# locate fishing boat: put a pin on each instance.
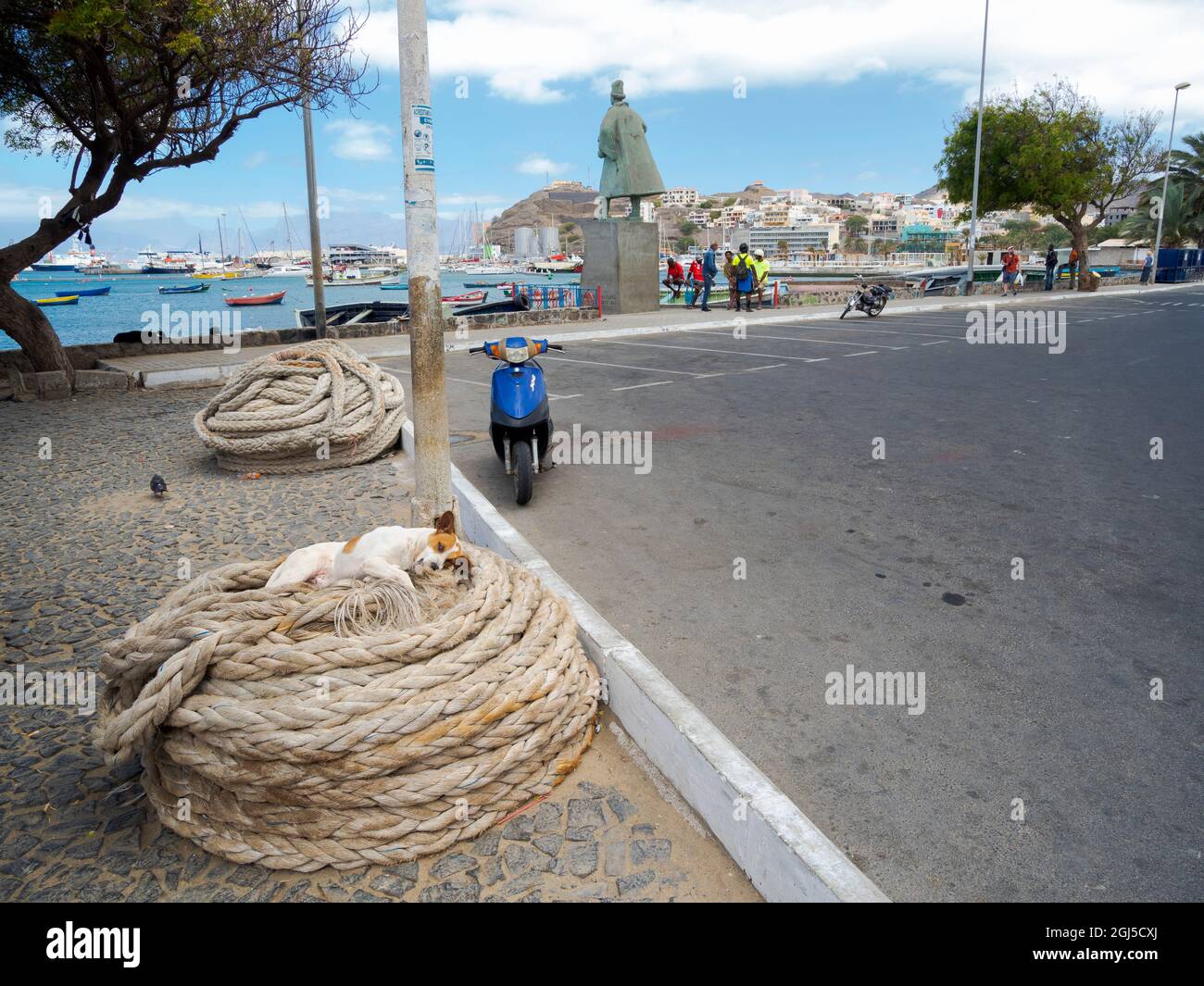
(188, 289)
(272, 299)
(85, 292)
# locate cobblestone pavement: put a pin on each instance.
(85, 550)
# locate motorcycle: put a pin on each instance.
(519, 419)
(870, 300)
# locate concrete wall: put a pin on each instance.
(622, 259)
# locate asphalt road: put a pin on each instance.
(1036, 690)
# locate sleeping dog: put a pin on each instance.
(383, 553)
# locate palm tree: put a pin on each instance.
(1180, 224)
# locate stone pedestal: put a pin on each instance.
(622, 259)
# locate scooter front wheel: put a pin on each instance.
(524, 472)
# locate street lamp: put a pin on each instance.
(1166, 180)
(978, 156)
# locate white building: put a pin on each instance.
(681, 196)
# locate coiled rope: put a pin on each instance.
(309, 407)
(305, 749)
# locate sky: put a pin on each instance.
(847, 96)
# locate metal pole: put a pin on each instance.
(433, 456)
(978, 156)
(1166, 181)
(311, 179)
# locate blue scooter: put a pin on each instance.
(519, 420)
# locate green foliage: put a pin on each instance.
(1051, 149)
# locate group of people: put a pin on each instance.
(743, 271)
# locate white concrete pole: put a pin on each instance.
(1166, 181)
(311, 184)
(433, 456)
(978, 156)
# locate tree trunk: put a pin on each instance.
(24, 321)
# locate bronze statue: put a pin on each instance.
(629, 170)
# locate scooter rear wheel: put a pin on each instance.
(524, 472)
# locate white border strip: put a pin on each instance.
(785, 856)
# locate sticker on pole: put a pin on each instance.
(421, 124)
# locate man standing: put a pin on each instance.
(742, 267)
(1148, 268)
(759, 277)
(709, 268)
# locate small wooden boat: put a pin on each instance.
(85, 292)
(272, 299)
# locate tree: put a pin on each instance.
(1180, 225)
(127, 88)
(1055, 151)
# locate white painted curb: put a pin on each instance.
(785, 856)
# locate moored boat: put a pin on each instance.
(85, 292)
(188, 289)
(272, 299)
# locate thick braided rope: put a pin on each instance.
(305, 749)
(277, 412)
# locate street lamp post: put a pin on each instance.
(1166, 181)
(978, 156)
(433, 456)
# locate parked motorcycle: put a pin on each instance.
(519, 419)
(871, 299)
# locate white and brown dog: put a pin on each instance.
(383, 553)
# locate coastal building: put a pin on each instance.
(815, 237)
(681, 196)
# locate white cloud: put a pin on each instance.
(359, 140)
(541, 165)
(1133, 64)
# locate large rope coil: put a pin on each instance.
(302, 749)
(305, 408)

★ ★ ★ ★ ★

» **TASK INSTRUCTIONS**:
In your copy of the records, include no pictures; repeat everything else exactly.

» **WORKED SOLUTION**:
# locate fishing boat: put a pin on each instance.
(188, 289)
(272, 299)
(85, 292)
# locate cobblestone pavement: put a pin on each instance.
(85, 550)
# locate motorcycle: put a pin on each instance.
(519, 419)
(870, 300)
# locate concrete wall: put a pin on each instance.
(622, 259)
# locate asphalt road: put a pin on each instance.
(1036, 690)
# locate sleeping dog: put a pin on each instance.
(383, 553)
# locate palm tree: put a pin on each instance.
(1180, 224)
# locate stone pedestal: put a pin on each instance.
(622, 259)
# locate scooter front wheel: put a pin on each instance.
(524, 472)
# locate street lamp: put a pin on each instance.
(1166, 180)
(978, 156)
# locate white building: put a pin on each instance.
(681, 196)
# locate coiled rope: put a pin on each instance.
(309, 407)
(305, 749)
# locate sky: put a pin on each instance.
(847, 96)
# locate metal pole: put a pin on each instance.
(433, 456)
(978, 156)
(1166, 181)
(311, 179)
# locate blue scooter: put a pin on each instance.
(519, 420)
# locate green foliage: put a pin on each instance.
(1051, 149)
# locate group of people: put a pin on each instance.
(743, 271)
# locate white concrete pole: put a pin on each instance.
(1166, 181)
(311, 184)
(433, 456)
(978, 156)
# locate tree trunk: put a pin on each instance.
(24, 321)
# locate bronze statue: put a pin on each instance.
(629, 170)
# locate scooter rear wheel: put a pin on each instance.
(524, 472)
# locate white border strip: put a pin on each instance.
(785, 856)
# locate sticker on pole: put a pin on each instance.
(421, 124)
# locate man standing: put a pin on each instance.
(742, 267)
(1148, 268)
(759, 277)
(709, 268)
# locate small wooden boat: put a pin on each instance.
(85, 292)
(272, 299)
# locate tree: put a pin on each instance.
(1180, 225)
(127, 88)
(1055, 151)
# locate white painted curb: put a pin on each instance.
(785, 856)
# locate moored boat: put a pin on each instance.
(85, 292)
(188, 289)
(272, 299)
# locate thick braided rope: put a pin on each instance.
(305, 749)
(277, 412)
# locate street lamp post: put a pin on each instance.
(1166, 181)
(978, 156)
(433, 456)
# locate parked motorcycle: put a pin on each instance.
(519, 419)
(871, 299)
# locate white and brown dog: put a pin on each instance.
(383, 553)
# locate coastal building: put a pin on each instance.
(815, 237)
(681, 196)
# locate white cloud: put a pin on each instance.
(359, 140)
(541, 165)
(1133, 64)
# locate large rope coil: put a pin on each instance.
(302, 749)
(305, 408)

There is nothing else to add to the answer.